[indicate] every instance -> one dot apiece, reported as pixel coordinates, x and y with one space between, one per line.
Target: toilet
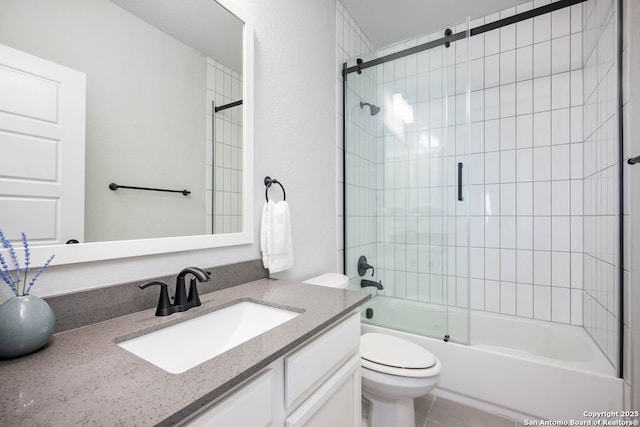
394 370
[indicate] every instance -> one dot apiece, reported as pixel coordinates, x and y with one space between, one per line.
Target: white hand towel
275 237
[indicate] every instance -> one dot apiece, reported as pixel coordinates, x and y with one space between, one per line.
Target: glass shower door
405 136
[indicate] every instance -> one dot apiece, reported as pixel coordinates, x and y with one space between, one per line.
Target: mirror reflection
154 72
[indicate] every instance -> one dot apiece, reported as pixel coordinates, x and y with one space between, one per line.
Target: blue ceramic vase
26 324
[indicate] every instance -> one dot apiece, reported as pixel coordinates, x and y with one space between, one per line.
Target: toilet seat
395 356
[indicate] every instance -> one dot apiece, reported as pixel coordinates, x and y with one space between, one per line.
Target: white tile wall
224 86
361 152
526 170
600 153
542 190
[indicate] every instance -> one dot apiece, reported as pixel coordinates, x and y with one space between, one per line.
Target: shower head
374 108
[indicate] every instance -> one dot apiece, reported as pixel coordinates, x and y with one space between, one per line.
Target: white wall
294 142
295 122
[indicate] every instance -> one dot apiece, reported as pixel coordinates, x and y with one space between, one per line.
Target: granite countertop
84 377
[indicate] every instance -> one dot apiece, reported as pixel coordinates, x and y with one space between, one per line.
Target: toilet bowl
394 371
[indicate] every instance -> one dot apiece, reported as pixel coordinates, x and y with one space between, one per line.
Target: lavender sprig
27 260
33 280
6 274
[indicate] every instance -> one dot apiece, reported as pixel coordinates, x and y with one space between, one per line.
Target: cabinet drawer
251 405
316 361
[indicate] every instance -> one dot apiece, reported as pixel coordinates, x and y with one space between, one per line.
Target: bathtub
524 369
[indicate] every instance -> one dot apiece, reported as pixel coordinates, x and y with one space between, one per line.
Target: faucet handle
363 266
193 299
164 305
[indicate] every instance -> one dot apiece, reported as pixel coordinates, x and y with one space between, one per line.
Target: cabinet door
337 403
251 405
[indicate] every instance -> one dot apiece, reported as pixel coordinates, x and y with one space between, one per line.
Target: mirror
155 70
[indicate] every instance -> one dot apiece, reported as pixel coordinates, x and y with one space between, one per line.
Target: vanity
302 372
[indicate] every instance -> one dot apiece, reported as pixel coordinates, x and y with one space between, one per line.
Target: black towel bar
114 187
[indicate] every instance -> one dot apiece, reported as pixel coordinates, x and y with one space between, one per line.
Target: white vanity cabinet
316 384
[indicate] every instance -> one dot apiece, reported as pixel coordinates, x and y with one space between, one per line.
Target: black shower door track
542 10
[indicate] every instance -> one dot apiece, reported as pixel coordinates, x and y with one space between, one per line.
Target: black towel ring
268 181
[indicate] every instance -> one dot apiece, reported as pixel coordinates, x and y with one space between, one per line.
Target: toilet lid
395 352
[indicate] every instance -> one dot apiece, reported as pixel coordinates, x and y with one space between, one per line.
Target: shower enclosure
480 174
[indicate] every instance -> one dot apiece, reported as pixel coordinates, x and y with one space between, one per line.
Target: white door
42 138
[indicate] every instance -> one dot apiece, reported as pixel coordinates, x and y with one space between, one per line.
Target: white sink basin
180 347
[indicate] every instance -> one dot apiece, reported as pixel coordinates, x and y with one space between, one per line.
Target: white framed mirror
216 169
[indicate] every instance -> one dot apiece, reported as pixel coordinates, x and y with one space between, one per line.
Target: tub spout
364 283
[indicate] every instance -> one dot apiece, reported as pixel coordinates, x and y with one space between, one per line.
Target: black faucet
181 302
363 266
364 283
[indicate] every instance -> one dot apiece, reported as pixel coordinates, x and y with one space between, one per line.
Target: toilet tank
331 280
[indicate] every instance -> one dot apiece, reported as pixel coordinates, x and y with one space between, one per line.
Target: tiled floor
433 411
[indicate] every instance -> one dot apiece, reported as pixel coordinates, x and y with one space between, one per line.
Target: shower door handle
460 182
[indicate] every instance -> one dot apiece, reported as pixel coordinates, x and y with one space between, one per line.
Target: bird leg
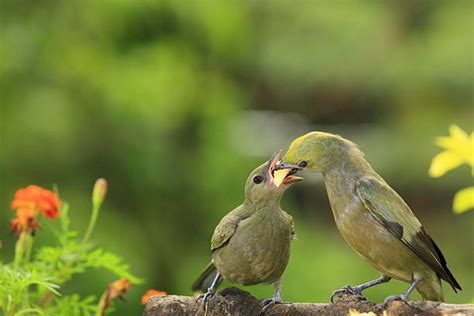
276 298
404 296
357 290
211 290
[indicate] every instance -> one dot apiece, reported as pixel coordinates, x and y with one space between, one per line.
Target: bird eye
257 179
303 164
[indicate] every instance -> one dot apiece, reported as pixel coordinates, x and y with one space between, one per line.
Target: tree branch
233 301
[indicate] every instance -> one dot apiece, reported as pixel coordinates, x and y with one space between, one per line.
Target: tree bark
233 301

━━━

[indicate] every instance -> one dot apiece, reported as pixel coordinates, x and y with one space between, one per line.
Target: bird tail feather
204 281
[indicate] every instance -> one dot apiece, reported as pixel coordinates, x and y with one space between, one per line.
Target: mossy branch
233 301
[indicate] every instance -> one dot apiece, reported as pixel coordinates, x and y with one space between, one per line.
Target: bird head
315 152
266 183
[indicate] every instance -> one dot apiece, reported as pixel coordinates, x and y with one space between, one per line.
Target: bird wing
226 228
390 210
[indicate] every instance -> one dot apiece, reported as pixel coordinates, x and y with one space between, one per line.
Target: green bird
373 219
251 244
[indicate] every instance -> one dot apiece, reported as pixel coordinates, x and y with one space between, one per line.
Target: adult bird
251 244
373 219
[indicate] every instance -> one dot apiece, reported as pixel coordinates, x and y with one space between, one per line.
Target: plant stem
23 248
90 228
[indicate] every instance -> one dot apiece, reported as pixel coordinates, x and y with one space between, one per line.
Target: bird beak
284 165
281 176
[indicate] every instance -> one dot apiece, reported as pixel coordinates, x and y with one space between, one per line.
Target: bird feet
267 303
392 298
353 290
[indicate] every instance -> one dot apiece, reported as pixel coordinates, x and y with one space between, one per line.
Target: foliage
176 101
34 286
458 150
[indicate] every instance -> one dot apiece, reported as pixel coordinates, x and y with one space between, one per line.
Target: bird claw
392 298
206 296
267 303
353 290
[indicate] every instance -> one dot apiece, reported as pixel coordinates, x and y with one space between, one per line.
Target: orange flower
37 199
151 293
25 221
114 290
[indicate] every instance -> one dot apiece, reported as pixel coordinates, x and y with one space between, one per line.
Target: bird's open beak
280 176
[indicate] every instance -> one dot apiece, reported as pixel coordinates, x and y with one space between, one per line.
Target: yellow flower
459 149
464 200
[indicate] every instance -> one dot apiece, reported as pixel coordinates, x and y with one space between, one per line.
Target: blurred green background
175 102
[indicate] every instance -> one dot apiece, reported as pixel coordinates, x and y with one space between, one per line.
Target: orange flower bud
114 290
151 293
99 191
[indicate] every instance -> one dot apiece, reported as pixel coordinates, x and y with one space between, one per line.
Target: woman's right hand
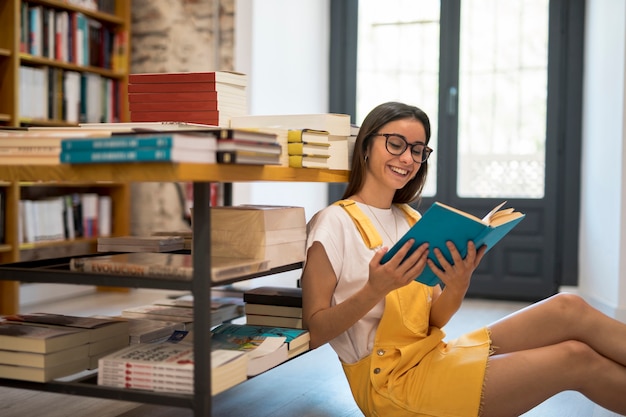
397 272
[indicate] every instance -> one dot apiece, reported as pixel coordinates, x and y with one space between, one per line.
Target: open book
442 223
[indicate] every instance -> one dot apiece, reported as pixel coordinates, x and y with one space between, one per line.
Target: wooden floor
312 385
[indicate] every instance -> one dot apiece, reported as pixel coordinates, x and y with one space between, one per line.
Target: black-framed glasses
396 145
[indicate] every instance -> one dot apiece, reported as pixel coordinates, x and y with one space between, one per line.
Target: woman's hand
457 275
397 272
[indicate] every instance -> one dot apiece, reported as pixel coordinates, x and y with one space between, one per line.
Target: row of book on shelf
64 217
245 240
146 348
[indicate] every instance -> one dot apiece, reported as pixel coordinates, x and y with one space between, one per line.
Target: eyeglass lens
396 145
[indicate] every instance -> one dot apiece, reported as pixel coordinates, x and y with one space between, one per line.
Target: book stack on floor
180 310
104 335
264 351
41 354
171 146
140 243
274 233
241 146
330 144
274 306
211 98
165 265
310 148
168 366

━━━

What this task involves — Tally the lines of the rows above that contain the word "floor", treating case as significant, and give only the number.

Output — 3